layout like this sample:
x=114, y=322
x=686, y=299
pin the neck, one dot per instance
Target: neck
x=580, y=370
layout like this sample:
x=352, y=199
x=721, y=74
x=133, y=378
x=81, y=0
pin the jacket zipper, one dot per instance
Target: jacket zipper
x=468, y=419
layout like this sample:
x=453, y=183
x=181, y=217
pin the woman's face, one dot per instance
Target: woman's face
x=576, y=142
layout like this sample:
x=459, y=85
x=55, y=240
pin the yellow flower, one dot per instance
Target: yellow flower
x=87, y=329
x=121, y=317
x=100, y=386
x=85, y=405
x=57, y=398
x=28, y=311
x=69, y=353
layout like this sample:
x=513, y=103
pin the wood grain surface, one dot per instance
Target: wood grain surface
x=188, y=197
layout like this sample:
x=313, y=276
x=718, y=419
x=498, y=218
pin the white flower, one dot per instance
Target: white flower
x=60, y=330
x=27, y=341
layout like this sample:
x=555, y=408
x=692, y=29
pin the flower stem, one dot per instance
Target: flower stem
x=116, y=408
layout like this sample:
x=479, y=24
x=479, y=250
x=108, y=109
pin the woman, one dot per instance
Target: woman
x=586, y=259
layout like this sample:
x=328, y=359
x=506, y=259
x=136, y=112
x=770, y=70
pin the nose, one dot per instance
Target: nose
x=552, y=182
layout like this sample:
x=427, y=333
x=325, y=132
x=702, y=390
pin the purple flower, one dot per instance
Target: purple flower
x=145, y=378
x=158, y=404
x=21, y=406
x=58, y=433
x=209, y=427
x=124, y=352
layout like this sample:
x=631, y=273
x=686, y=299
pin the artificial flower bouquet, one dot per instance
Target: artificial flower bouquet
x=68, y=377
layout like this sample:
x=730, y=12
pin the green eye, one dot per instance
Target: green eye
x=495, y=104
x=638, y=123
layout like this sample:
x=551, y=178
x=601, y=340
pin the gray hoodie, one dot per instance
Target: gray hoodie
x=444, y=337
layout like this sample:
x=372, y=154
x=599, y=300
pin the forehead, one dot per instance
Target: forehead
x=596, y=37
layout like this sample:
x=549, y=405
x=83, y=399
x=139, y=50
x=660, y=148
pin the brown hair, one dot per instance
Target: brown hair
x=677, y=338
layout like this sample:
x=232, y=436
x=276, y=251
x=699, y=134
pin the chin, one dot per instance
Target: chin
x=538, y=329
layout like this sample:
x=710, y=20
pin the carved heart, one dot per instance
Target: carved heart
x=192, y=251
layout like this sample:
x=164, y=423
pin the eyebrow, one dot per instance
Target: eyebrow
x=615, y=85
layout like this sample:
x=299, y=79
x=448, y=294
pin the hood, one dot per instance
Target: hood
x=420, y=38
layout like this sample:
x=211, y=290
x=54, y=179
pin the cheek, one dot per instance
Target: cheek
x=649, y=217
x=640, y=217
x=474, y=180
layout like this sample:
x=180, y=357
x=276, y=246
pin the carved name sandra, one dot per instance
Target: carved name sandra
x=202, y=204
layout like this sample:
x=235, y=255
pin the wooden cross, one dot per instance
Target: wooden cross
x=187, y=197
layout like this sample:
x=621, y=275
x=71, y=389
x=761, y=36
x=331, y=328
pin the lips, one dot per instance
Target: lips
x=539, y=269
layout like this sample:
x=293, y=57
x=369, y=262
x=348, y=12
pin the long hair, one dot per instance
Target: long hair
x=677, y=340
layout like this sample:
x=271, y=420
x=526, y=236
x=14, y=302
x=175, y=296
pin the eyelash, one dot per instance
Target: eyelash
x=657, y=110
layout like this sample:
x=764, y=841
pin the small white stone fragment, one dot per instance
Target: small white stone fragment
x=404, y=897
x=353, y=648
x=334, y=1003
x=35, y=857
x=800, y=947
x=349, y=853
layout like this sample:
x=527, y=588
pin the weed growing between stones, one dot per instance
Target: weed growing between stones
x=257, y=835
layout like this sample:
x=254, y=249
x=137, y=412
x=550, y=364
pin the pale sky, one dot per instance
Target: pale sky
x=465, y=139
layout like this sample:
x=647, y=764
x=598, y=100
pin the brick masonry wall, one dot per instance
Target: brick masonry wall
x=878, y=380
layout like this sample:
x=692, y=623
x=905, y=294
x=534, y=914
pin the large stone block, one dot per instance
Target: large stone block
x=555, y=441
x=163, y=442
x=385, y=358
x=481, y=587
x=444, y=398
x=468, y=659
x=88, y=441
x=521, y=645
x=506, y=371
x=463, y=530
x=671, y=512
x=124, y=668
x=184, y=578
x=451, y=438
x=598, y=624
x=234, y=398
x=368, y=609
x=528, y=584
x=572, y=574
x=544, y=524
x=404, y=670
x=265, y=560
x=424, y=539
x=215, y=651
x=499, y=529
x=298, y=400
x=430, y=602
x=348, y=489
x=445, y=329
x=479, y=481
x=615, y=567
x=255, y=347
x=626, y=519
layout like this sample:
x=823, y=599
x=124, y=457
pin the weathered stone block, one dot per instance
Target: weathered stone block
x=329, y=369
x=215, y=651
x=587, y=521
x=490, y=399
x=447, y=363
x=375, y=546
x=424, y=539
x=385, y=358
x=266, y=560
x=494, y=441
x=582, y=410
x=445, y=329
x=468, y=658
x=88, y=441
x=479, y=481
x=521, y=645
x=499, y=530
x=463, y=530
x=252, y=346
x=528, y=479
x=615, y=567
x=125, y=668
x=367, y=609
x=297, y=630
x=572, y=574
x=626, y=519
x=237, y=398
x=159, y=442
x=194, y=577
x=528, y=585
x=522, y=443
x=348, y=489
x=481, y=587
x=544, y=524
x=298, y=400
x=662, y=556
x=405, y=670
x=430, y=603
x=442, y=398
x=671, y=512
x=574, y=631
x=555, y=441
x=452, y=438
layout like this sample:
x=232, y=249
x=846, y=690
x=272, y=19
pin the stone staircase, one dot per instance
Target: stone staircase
•••
Goal of the exercise —
Transcribe, please, every line from the first line of the listing above through the line with "pin the woman's face, one dot per instance". Keep both ends and nothing else.

Solution for this problem —
layout like this sample:
x=114, y=322
x=686, y=299
pin the neck, one dot per instance
Target: neck
x=580, y=370
layout like this sample:
x=352, y=199
x=721, y=74
x=133, y=378
x=81, y=0
pin the jacket zipper, one dot per instance
Target: jacket zipper
x=468, y=419
layout like this sample:
x=453, y=183
x=181, y=217
pin the woman's face, one dot per instance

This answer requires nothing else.